Please output the passage from the abstract on payment by results in the NHS below, from "Funding without strings" up to and including "2015 (has links)", copied word for word.

- Excerpted passage:
•••

Funding without strings : an investigation into the impact of the introduction of payment by results into the National Health Service on aligning clinical and managerial incentives

Willis, Andrew January 2015 (has links)
This research investigates whether the introduction of Payment By Results (PbR) into the National Health Service aligned clinical and managerial incentives and improved output, quality, quantity and productivity. The methodology applies three data collection techniques; in-depth interviews; documentary data; and numerical data for each of four foundation trust (FT) case studies. The results indicate that the case studies had not produced consistent and sustained improvements in productivity and did not appear particularly engaged with productivity improvement, or cost control or in the relationship between these factors and tariff under PbR. Boards of directors did not appear to focus on productivity; and the use of service line reporting, to allow clinicians and managers of hospitals to drive productivity improvement, was not widely available at board or clinical level. The results also demonstrated the dominance of Monitor, the FT regulator, in influencing the agenda of FT boards. It suggests that, without central direction and/or external pressure, FTs will not focus on productivity and quality issues. The policy significance of these results are that (a) with the lack of alignment of clinical and managerial incentives, it is unlikely that FTs will be able to produce a sophisticated and targeted review of clinical care pathways to target productivity improvement at areas where there is real opportunity for efficiency improvement; and (b) if, as the research results suggest, NHS management, and the organisations they lead, respond more effectively to central direction and control then, as the NHS enters one of the most financially challenged periods of its history, alternative policy options to the development of quasi markets need to be considered. The research explores several of these options, including: the roll-back of the FT movement, management franchising, creating conditions for increased pressure on hospital performance, a more radical introduction of competition, and options for the use of social enterprises.

•••

- Information shown:
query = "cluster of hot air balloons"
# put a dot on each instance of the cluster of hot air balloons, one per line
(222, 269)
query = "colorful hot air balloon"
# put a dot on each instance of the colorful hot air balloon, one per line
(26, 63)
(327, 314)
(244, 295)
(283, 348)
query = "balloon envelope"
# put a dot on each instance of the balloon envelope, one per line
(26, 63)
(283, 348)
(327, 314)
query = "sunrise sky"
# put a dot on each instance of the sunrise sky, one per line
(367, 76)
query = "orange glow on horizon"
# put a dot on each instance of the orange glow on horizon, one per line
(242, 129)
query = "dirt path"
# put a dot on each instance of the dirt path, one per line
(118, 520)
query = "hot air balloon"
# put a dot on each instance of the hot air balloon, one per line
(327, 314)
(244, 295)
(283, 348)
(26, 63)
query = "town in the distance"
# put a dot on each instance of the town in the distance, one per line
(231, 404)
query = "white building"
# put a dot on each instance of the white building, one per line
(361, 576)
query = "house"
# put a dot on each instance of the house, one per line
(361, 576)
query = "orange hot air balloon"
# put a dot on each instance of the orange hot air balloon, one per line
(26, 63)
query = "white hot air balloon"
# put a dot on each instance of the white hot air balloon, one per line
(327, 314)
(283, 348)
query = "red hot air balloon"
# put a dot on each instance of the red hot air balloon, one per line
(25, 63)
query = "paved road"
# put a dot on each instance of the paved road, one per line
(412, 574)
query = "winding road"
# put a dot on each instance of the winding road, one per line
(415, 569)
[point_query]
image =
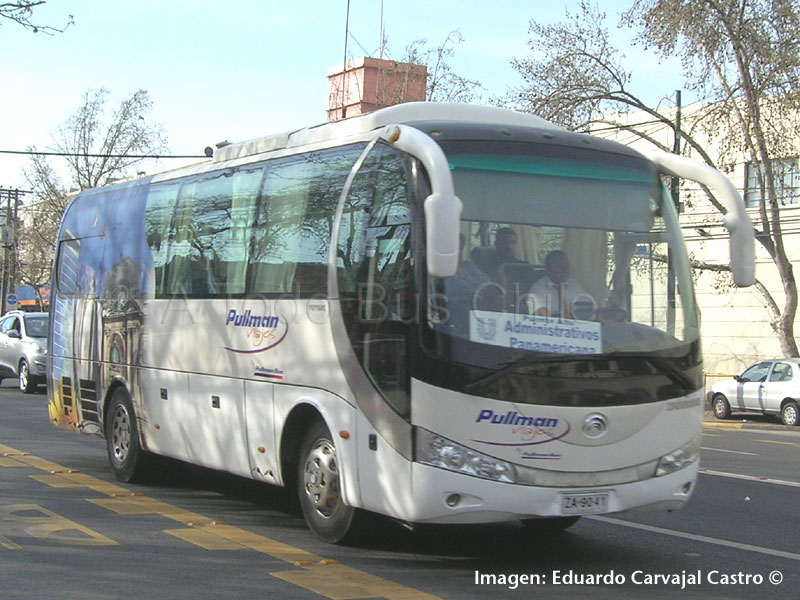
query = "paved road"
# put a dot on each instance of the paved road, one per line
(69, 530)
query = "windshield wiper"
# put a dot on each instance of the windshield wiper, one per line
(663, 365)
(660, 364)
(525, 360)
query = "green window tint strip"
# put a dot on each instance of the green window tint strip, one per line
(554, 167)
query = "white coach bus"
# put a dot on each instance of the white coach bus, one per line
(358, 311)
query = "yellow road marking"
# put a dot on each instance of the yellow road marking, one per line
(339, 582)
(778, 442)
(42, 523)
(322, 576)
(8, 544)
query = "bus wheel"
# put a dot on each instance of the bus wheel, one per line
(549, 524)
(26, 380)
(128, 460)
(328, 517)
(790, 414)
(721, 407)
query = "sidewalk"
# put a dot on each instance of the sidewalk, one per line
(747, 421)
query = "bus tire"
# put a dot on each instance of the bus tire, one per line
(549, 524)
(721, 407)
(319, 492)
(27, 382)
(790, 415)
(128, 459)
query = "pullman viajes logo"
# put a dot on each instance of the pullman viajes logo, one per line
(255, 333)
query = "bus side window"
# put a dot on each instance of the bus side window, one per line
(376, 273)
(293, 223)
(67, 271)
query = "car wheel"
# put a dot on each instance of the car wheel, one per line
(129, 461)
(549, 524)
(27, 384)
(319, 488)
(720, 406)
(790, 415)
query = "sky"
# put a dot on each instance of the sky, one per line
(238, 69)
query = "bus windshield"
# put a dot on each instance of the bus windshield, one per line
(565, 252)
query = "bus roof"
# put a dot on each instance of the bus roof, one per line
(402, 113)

•••

- Written response:
Funding without strings : an investigation into the impact of the introduction of payment by results into the National Health Service on aligning clinical and managerial incentives

Willis, Andrew January 2015 (has links)